◆ Podany fragment ◆
┌──
Teraz akurat spaceruję z 3 olbrzymkami - też każda na osobnej smyczy. Technicznie jest ok ale w sytuacji gdy spotykamy naszego wroga sąsiadkę dobermankę, która rzuca się na wszystkie psy, to trochę się obawiam czy gdyby doszło do spięcia to bym opanowała moją sforkę. Bo Dirki się cieszy, Sympa się rzuca jak opętana, a Bunia szczeknie i olewa sprawę. Generalnie jest niezłe zamieszanie, a jednak mocne ponad 100 kg na smyczy przeciwko moim 60 kg to spora różnica.

Link to comment
Share on other sites

Ja wychodze z dwoma amstaffkami na jednej smyczy. Jedna zapieta na jednym koncu, druga na drugim. Ja trzymam po srodku i w zaleznosci ktora akurat wlazi na trawke "popuszczam" w jej strone :wink:
Dla mnie prowadzą się super

[IMG]http://images23.fotosik.pl/11/44c8ea88a624ef08.jpg[/IMG]

Link to comment
Share on other sites

Ja spaceruje z 3 Dzeciakami:) dwójka jest na jednej smyczy(na dwa karabinczyki),na której w srodoku jest koluszko gdzie doczepiam do niego druga smyczke tak zeby było i mi wygodniej i dla nich dłuzej,trzecie chodzi w "drugiej"ręce na swojej smyczce:)fakt faktem bardzo czesto jest takze że Pati chodzi bez smyczy w ogole bo pieknie chodzi przy nodze,jest niezwykle posłuszna ...a przez ulice sama nie przejdzie(niestety mieszkamy w centrum miasta:(),Brutowski na smyczy musi szurować..bo on jest tak wielkim indywidualistom, także mogę płuca wypluć..a on i tak do mnie przyjdzie jak pozalatwia swoje biznesy,z Bejbi natomiast jest róznie..ona też posłuszna bardzo ale smyczka musi być bo to szczeniuch jeszcze..dopiero w parku szaleje free:)
└──
◆ Wyodrębnione dane ◆
┌──
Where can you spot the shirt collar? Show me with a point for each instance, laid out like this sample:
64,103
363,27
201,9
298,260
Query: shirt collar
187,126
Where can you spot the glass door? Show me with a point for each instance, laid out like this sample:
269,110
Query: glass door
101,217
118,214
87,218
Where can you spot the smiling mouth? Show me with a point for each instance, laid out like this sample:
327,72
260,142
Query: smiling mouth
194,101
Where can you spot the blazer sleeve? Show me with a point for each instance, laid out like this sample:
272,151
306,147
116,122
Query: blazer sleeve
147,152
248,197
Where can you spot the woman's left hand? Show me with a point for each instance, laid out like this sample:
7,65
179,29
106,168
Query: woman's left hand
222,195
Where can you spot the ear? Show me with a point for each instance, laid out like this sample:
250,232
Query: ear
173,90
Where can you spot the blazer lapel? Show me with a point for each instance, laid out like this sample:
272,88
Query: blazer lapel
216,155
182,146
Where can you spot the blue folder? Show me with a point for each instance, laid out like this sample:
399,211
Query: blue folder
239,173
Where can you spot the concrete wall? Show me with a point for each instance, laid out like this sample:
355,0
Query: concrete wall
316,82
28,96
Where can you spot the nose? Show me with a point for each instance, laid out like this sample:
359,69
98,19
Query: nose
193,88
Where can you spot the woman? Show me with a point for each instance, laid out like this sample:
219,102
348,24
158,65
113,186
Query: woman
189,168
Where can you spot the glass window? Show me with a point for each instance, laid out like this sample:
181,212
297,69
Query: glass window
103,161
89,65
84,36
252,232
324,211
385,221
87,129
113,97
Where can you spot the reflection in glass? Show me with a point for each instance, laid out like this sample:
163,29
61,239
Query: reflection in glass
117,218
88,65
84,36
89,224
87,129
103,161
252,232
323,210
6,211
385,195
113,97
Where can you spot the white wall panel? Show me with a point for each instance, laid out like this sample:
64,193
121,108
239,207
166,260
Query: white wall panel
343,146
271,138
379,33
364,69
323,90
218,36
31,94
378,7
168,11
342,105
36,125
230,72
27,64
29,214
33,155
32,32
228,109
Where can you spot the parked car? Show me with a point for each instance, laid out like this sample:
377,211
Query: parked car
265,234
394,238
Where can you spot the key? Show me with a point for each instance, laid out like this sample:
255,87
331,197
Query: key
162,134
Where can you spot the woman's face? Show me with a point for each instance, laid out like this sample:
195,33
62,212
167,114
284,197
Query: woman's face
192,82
└──
◆ Do wykonania ◆
Przepisz słowo w słowo część podanego fragmentu o spacerach z kilkoma psami, zaczynając od „Teraz akurat spaceruję” i ciągnąc dalej aż po „to spora różnica.”. Rekordy pochodzą z innego źródła niż fragment.

◆ Oczekiwana odpowiedź ◆
Teraz akurat spaceruję z 3 olbrzymkami - też każda na osobnej smyczy. Technicznie jest ok ale w sytuacji gdy spotykamy naszego wroga sąsiadkę dobermankę, która rzuca się na wszystkie psy, to trochę się obawiam czy gdyby doszło do spięcia to bym opanowała moją sforkę. Bo Dirki się cieszy, Sympa się rzuca jak opętana, a Bunia szczeknie i olewa sprawę. Generalnie jest niezłe zamieszanie, a jednak mocne ponad 100 kg na smyczy przeciwko moim 60 kg to spora różnica.